Album Review: Donnie Willow


Unsigned Glasgow three-piece Donnie Willow have released their first full album into the bleak wilderness of the internet, proclaiming it to be the golden results of their seven year existence and asking us to join them in celebration. But is Inhale. Exhale. really worth celebrating? I may be Scottish, and I may love Glasgow, but I promise to remain impartial here. Let’s have a wee look then…

The album begins with the track ‘Inhale’ and ends with the track ‘Exhale’. I think this is worth talking about first because, potentially, this is a really interesting structural idea for an album. The guys do utilise it to some degree, ending ‘Inhale’ with laboured breathing smeared with grungy post-production vocal effects, that gets the tone of their Alternative Rock vibe across to the listener quite succinctly.

However, overall it’s let down a bit by a few key elements.

Firstly, some observations about the description of their album on their Bandcamp page – apparently the lyrics were written by Arthur Piddington, one of the three core members. Now what I find interesting about this is the term “lyrics written by”. You see (and I do not understand why this is the case), vocals in heavy rock songs these days tend to be so excruciatingly buried in the mix in lieu of creating an instrumental atmosphere that it beggars the question: why even bother having lyrics in the first place? You would be more suited to just humming or singing extended vowels to fill the gaps, because when you cannot hear what the vocals are actually singing they just become melodic additions or pure harmonies at that point.

This is a problem with Inhale. Exhale., and I have no idea if it was the engineer’s choice at the stage of mixing or Donnie Willow’s original intention, but the vocals are impossible to make out for the vast majority of the LP. Crikey, even when it’s just the vocalist being heard in the mix it’s hard to make out what’s being sung or screamed; in the first three seconds of ‘Exhale’ the vocalist screams a garbled bunch of words that I welcome any challenger to try and decipher. In other tracks like ‘I Eat Flies’ and ‘Easy Come, Easy Go’, I just want to grab the singer while he’s screaming into the microphone and yell into his face: “INUNCIATE, YOU CRETIN!”

■ Items ■
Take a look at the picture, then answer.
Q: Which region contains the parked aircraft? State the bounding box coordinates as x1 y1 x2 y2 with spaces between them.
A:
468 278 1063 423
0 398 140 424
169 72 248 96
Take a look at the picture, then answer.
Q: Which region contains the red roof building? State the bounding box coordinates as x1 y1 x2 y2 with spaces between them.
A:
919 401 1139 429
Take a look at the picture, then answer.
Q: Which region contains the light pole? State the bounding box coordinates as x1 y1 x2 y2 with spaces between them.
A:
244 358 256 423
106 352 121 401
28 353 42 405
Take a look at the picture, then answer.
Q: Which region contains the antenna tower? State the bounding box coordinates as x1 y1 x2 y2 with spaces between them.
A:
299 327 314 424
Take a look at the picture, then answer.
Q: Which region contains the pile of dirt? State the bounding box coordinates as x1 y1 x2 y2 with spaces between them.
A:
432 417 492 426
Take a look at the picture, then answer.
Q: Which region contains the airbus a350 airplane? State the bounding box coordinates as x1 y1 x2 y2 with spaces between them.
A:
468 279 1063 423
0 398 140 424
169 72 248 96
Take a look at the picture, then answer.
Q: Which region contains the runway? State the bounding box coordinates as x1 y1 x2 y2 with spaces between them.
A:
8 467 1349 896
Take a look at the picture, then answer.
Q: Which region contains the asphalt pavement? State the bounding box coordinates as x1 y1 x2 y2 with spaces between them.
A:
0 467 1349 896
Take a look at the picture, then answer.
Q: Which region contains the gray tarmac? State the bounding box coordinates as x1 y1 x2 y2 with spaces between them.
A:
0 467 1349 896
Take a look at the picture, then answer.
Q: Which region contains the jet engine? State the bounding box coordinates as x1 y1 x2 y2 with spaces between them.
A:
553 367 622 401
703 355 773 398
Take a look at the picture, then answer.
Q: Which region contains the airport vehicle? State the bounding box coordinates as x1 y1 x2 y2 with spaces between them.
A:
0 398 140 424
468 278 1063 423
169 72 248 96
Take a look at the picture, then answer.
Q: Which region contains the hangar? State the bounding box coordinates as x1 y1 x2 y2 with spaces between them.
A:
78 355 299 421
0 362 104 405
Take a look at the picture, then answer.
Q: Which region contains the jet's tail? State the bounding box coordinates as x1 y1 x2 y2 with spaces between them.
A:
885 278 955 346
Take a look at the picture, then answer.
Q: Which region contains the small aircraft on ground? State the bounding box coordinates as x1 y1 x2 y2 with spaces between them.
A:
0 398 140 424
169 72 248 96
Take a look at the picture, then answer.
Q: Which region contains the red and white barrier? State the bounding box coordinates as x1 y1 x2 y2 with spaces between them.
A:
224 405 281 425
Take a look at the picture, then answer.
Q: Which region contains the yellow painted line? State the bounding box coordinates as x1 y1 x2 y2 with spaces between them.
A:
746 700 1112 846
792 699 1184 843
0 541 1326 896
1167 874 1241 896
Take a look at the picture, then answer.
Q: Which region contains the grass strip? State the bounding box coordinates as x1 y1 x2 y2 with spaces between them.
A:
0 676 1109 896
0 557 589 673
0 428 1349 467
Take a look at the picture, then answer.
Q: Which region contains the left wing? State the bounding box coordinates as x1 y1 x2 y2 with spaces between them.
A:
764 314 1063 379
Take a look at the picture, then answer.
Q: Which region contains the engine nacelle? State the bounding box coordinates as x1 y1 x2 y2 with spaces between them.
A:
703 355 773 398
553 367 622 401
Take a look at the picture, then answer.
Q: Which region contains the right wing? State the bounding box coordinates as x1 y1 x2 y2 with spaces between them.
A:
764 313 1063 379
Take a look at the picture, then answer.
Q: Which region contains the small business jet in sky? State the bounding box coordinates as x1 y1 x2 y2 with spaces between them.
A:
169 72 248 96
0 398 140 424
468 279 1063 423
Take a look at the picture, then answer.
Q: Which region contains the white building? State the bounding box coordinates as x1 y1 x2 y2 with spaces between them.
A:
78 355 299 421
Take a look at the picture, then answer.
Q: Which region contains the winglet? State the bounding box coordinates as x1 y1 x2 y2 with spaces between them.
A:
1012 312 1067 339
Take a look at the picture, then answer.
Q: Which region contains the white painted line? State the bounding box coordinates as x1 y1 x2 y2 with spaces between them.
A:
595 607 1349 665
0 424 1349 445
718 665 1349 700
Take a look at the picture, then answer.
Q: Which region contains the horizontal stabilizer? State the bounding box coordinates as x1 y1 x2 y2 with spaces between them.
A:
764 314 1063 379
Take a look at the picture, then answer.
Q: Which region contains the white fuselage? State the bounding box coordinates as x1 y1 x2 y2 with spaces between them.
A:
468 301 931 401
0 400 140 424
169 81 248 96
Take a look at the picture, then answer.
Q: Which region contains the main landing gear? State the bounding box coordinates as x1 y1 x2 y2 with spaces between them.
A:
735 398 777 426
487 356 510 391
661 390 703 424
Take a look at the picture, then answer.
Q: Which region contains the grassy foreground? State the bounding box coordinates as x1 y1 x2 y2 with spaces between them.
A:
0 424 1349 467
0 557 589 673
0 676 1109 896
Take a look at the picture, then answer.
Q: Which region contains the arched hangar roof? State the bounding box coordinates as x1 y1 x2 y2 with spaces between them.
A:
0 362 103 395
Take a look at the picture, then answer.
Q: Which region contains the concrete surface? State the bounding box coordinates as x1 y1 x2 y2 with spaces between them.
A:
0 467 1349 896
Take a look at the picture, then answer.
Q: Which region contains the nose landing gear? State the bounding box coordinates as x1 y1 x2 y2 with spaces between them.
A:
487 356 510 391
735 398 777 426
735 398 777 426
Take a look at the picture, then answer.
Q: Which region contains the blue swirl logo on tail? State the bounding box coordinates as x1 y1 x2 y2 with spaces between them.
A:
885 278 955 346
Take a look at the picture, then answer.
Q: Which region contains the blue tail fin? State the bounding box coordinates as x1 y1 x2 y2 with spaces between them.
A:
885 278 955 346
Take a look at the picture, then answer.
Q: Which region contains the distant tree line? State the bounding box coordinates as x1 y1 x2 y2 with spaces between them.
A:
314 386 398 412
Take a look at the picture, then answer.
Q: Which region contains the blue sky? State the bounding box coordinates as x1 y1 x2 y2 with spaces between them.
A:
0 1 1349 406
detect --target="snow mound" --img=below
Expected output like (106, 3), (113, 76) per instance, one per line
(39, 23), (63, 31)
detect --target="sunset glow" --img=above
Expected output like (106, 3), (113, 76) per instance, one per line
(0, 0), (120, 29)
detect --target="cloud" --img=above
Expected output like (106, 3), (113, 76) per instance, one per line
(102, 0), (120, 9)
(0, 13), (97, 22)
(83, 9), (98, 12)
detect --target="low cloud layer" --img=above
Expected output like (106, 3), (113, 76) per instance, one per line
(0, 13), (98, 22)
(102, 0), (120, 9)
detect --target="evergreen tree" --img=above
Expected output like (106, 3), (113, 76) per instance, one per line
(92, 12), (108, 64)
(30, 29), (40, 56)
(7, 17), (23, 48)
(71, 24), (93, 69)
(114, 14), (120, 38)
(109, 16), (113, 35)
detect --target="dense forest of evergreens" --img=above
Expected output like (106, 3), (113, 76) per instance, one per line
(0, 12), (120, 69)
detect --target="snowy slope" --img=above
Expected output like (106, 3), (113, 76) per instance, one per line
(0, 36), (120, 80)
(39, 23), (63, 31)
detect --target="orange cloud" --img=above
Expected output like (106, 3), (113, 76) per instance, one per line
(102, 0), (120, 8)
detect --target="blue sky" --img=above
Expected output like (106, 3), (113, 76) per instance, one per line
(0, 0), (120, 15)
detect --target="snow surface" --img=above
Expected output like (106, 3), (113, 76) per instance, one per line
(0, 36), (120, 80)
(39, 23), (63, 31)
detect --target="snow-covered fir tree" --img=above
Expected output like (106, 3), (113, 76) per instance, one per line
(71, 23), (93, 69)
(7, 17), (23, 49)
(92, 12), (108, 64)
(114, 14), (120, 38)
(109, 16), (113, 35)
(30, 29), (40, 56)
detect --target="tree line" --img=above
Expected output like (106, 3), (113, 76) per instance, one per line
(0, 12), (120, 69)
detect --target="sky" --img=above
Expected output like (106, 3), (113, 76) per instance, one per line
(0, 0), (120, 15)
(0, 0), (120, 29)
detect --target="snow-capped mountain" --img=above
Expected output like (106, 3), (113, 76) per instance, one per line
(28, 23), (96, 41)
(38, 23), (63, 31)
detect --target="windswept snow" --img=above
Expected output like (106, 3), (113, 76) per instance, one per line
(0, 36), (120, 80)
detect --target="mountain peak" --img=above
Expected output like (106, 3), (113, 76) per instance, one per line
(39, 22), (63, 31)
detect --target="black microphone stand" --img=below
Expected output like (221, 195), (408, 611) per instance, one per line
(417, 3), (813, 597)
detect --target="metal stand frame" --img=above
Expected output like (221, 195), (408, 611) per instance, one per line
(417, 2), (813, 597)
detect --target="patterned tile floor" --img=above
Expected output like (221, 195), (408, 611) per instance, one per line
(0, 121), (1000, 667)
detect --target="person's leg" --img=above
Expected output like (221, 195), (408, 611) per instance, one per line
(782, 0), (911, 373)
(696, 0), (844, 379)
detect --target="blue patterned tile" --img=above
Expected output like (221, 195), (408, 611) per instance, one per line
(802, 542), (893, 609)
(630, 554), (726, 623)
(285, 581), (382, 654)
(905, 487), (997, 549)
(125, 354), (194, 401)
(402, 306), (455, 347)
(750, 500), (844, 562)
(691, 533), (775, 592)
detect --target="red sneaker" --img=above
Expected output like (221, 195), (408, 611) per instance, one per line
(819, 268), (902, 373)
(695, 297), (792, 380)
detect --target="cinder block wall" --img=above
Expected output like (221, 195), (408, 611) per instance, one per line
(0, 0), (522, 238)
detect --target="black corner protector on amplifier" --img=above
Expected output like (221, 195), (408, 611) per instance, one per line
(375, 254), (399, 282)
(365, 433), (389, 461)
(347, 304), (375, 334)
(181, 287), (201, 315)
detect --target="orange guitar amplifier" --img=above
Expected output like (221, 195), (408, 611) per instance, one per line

■ Work to complete ■
**a)** Translate this sentence from the album review into French: "The album begins with the track 'Inhale' and ends with the track 'Exhale'."
**b)** Condense the paragraph of the album review that opens with "This is a problem with" into a short bulleted list that keeps its main facts.
**c)** According to the band's Bandcamp page, as cited in the album review, who wrote the lyrics?

■ Solution list ■
**a)** L'album commence par le morceau « Inhale » et se termine par le morceau « Exhale ».

**b)**
- For most of Inhale. Exhale., the vocals cannot be made out.
- The reviewer does not know whether this was the engineer's mixing choice or Donnie Willow's original intention.
- The words are hard to understand even when the vocalist is the only thing heard in the mix.
- In the first three seconds of 'Exhale', the vocalist screams a garbled string of words.
- On 'I Eat Flies' and 'Easy Come, Easy Go', the reviewer wants to yell at the singer to pronounce his words clearly.

**c)** Arthur Piddington, one of the three core members, wrote the lyrics.